• [SUPPLIED MATERIAL]:
* * * *
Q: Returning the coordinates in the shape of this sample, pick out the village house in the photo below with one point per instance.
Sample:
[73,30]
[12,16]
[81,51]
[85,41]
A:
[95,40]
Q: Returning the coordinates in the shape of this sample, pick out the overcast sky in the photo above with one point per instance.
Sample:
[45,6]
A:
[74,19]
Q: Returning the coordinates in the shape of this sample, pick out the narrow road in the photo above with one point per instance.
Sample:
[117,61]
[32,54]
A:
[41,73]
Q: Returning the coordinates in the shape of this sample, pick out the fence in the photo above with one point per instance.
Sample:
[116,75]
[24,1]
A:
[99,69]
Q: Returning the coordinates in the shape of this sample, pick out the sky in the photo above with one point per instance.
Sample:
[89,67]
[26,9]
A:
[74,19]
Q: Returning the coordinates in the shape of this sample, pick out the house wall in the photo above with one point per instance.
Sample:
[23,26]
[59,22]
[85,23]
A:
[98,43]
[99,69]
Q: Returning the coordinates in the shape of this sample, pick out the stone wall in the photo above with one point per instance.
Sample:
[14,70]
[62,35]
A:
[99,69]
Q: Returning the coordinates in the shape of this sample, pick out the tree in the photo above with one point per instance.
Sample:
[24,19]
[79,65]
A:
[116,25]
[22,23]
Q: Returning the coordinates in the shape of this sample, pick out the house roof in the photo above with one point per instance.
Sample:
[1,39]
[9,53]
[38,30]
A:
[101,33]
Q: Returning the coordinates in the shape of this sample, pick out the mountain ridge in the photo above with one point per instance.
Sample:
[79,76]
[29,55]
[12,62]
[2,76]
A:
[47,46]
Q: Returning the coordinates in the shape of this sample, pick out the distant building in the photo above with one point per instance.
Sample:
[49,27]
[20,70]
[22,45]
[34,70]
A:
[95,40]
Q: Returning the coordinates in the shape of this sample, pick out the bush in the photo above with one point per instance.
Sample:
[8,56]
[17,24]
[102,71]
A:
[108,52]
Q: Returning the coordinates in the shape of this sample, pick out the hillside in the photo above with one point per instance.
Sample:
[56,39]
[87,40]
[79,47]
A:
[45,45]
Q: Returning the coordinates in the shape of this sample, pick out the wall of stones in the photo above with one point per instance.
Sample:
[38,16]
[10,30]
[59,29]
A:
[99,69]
* * * *
• [TO BE DONE]: Print the material above once more, exactly.

• [ANSWER TO THIS TASK]:
Q: Returning the coordinates in the shape of this sample, pick out the village house in the photo below with one point per instance.
Sample:
[73,30]
[12,16]
[81,51]
[85,41]
A:
[95,40]
Q: Returning the coordinates in the shape of this sample, pick out the overcast sky in the photo above with one point per instance.
Sample:
[45,6]
A:
[74,19]
Q: Returning the coordinates in the shape of this sample, pick out the narrow road in the photo above with one point per instance.
Sample:
[117,61]
[32,54]
A:
[41,73]
Q: Returning the coordinates in the shape of this sample, pick out the fence in the photo above with one point per instance.
Sample:
[116,75]
[24,1]
A:
[99,69]
Q: Returning the coordinates in the shape of this sample, pick out the sky in the photo above with one point per instance.
Sample:
[89,67]
[26,9]
A:
[74,19]
Q: Returning the coordinates in the shape of this sample, pick out the house wall in the photo above with one point per instance.
Sample:
[23,26]
[59,22]
[85,23]
A:
[98,43]
[99,69]
Q: Returning the coordinates in the shape of this sample, pick out the stone wall in the photo above with one point per instance.
Sample:
[14,70]
[62,35]
A:
[99,69]
Q: Returning the coordinates in the shape of this sample, pick out the tree in the photo above with one point per instance.
Sample:
[24,19]
[79,65]
A:
[116,25]
[22,23]
Q: Returning the coordinates in the shape of this sample, pick out the house roof in the photo above with one point per instance.
Sample:
[1,39]
[9,53]
[38,30]
A:
[101,33]
Q: Returning the coordinates in the shape of this sample, pick out the mountain ridge in the photo above with one point per instance.
Sample:
[79,76]
[29,55]
[12,62]
[2,76]
A:
[47,46]
Q: Returning the coordinates in the shape of this sample, pick out the distant building in the photo above with one point per instance.
Sample:
[49,27]
[20,70]
[22,45]
[34,70]
A:
[95,40]
Q: Returning the coordinates in the shape of this sample, pick out the bush in the photo above with one point per instance.
Sample:
[8,56]
[17,24]
[102,71]
A:
[108,52]
Q: Returning the coordinates in the shape of this sample, pick out the hillside in the photo above with one point per instance.
Sample:
[56,39]
[87,40]
[79,47]
A:
[45,45]
Q: Returning the coordinates in the shape of this sample, pick out the wall of stones in the photo above with one point per instance.
Sample:
[38,16]
[10,30]
[59,29]
A:
[99,69]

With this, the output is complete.